[WHAT YOU NEED TO DO]
Extract the full listing verbatim and drop any pictures from your copy.

[DATA SHOWN]
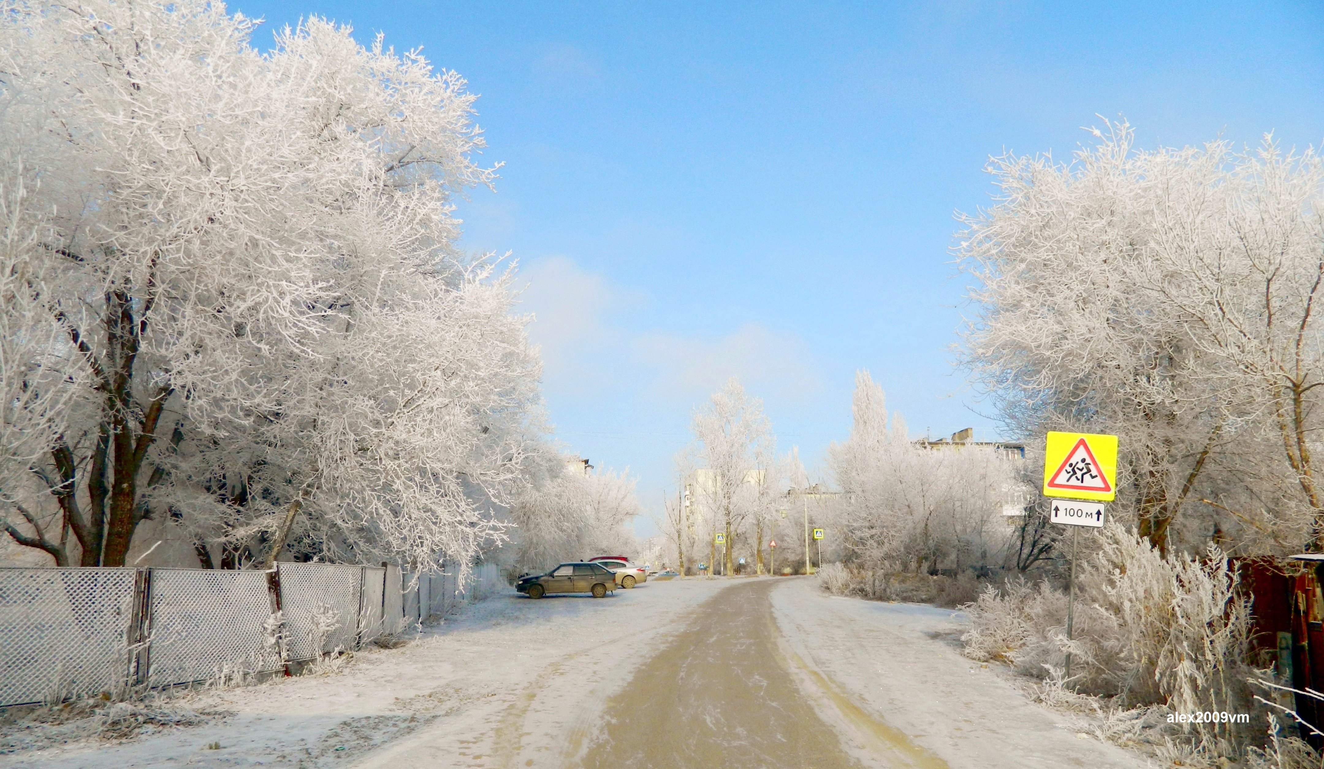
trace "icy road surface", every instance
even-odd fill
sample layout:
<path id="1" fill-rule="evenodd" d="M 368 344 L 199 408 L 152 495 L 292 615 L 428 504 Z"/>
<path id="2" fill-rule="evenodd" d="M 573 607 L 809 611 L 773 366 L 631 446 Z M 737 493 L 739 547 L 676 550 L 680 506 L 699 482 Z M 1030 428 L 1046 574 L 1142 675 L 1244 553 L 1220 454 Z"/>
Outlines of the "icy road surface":
<path id="1" fill-rule="evenodd" d="M 205 725 L 48 737 L 0 766 L 1145 765 L 960 656 L 960 625 L 945 609 L 830 597 L 813 578 L 511 593 L 335 675 L 168 705 L 230 713 Z"/>

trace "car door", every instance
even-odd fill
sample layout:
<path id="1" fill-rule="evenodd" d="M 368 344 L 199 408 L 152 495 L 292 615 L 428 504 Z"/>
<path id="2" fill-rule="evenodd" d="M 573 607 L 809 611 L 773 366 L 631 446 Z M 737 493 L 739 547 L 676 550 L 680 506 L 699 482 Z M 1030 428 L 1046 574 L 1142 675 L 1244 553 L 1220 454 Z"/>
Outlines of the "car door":
<path id="1" fill-rule="evenodd" d="M 575 564 L 575 592 L 588 593 L 593 589 L 593 582 L 601 582 L 602 578 L 592 564 Z"/>
<path id="2" fill-rule="evenodd" d="M 543 578 L 543 586 L 548 593 L 571 593 L 575 590 L 575 566 L 561 564 L 552 569 L 552 573 Z"/>

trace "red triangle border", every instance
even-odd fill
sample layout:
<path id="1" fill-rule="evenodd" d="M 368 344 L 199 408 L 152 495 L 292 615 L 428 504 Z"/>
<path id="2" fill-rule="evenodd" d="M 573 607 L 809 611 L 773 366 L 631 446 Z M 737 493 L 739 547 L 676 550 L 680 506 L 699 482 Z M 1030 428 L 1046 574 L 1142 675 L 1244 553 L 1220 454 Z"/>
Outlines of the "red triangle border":
<path id="1" fill-rule="evenodd" d="M 1095 494 L 1108 494 L 1110 491 L 1112 491 L 1112 484 L 1108 483 L 1107 474 L 1104 474 L 1103 469 L 1099 467 L 1099 461 L 1094 458 L 1094 451 L 1090 450 L 1090 442 L 1086 441 L 1084 438 L 1080 438 L 1079 441 L 1076 441 L 1075 446 L 1071 446 L 1071 450 L 1067 451 L 1067 455 L 1062 459 L 1062 465 L 1058 465 L 1058 469 L 1053 471 L 1053 475 L 1050 475 L 1050 478 L 1057 478 L 1058 475 L 1062 474 L 1062 471 L 1067 466 L 1067 462 L 1071 461 L 1071 457 L 1075 457 L 1076 449 L 1079 449 L 1082 445 L 1084 446 L 1086 455 L 1090 457 L 1090 463 L 1094 465 L 1096 470 L 1099 470 L 1099 480 L 1103 480 L 1104 487 L 1098 488 L 1095 486 L 1067 486 L 1066 483 L 1053 483 L 1051 480 L 1043 484 L 1045 487 L 1061 488 L 1063 491 L 1092 491 Z"/>

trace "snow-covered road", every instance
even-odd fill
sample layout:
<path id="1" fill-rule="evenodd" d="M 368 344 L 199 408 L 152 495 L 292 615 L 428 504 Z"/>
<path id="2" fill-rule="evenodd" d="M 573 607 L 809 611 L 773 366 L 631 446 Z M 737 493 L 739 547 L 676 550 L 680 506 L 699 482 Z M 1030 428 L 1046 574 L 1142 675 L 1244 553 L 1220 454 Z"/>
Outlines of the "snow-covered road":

[EXPECTED ANSWER]
trace "icy road surface", every instance
even-odd fill
sample layout:
<path id="1" fill-rule="evenodd" d="M 368 344 L 199 408 L 152 495 L 292 615 L 428 504 Z"/>
<path id="2" fill-rule="evenodd" d="M 573 607 L 809 611 L 773 366 L 631 446 Z M 737 493 L 739 547 L 676 550 L 680 506 L 699 482 Z M 1030 428 L 1046 574 L 1142 675 L 1244 553 L 1220 454 Z"/>
Outlines of the "icy road surface":
<path id="1" fill-rule="evenodd" d="M 205 725 L 48 737 L 0 766 L 1145 765 L 960 656 L 960 625 L 945 609 L 830 597 L 813 578 L 511 593 L 335 675 L 168 705 L 230 713 Z"/>

trace "car door", every instance
even-odd fill
sample layout:
<path id="1" fill-rule="evenodd" d="M 368 344 L 199 408 L 152 495 L 292 615 L 428 504 Z"/>
<path id="2" fill-rule="evenodd" d="M 573 607 L 809 611 L 773 366 L 631 446 Z M 737 493 L 739 547 L 676 550 L 680 506 L 699 482 Z M 1030 428 L 1046 574 L 1142 675 L 1244 553 L 1220 454 Z"/>
Outlines of the "car door":
<path id="1" fill-rule="evenodd" d="M 575 564 L 575 592 L 588 593 L 593 589 L 593 582 L 601 582 L 602 578 L 592 564 Z"/>
<path id="2" fill-rule="evenodd" d="M 543 578 L 543 586 L 548 593 L 571 593 L 575 590 L 575 566 L 561 564 L 552 569 L 552 573 Z"/>

trace "red triangle border", every instance
even-odd fill
sample layout:
<path id="1" fill-rule="evenodd" d="M 368 344 L 199 408 L 152 495 L 292 615 L 428 504 Z"/>
<path id="2" fill-rule="evenodd" d="M 573 607 L 809 611 L 773 366 L 631 446 Z M 737 493 L 739 547 L 676 550 L 680 506 L 699 482 Z M 1030 428 L 1046 574 L 1142 675 L 1244 553 L 1220 454 Z"/>
Outlines of the "red triangle border":
<path id="1" fill-rule="evenodd" d="M 1095 494 L 1108 494 L 1110 491 L 1112 491 L 1112 484 L 1108 483 L 1107 474 L 1104 474 L 1103 469 L 1099 467 L 1099 461 L 1094 458 L 1094 451 L 1090 450 L 1090 442 L 1086 441 L 1084 438 L 1080 438 L 1079 441 L 1076 441 L 1075 446 L 1071 446 L 1071 450 L 1067 451 L 1067 455 L 1062 459 L 1062 465 L 1058 465 L 1058 469 L 1053 471 L 1053 475 L 1050 475 L 1050 478 L 1057 478 L 1058 475 L 1062 474 L 1062 471 L 1067 466 L 1067 462 L 1071 461 L 1071 457 L 1075 457 L 1076 449 L 1079 449 L 1082 445 L 1084 446 L 1086 455 L 1090 457 L 1090 463 L 1094 465 L 1096 470 L 1099 470 L 1099 480 L 1103 480 L 1104 487 L 1098 488 L 1095 486 L 1067 486 L 1066 483 L 1053 483 L 1051 480 L 1043 484 L 1045 487 L 1061 488 L 1063 491 L 1092 491 Z"/>

trace "snow-covered road", every instance
even-odd fill
sample layout:
<path id="1" fill-rule="evenodd" d="M 368 344 L 199 408 L 152 495 L 292 615 L 428 504 Z"/>
<path id="2" fill-rule="evenodd" d="M 573 607 L 809 611 L 773 366 L 631 446 Z M 737 493 L 739 547 L 676 550 L 680 506 L 699 482 Z M 1030 428 L 1046 574 L 1142 675 L 1244 553 L 1220 454 Z"/>
Outlines of the "snow-covered road":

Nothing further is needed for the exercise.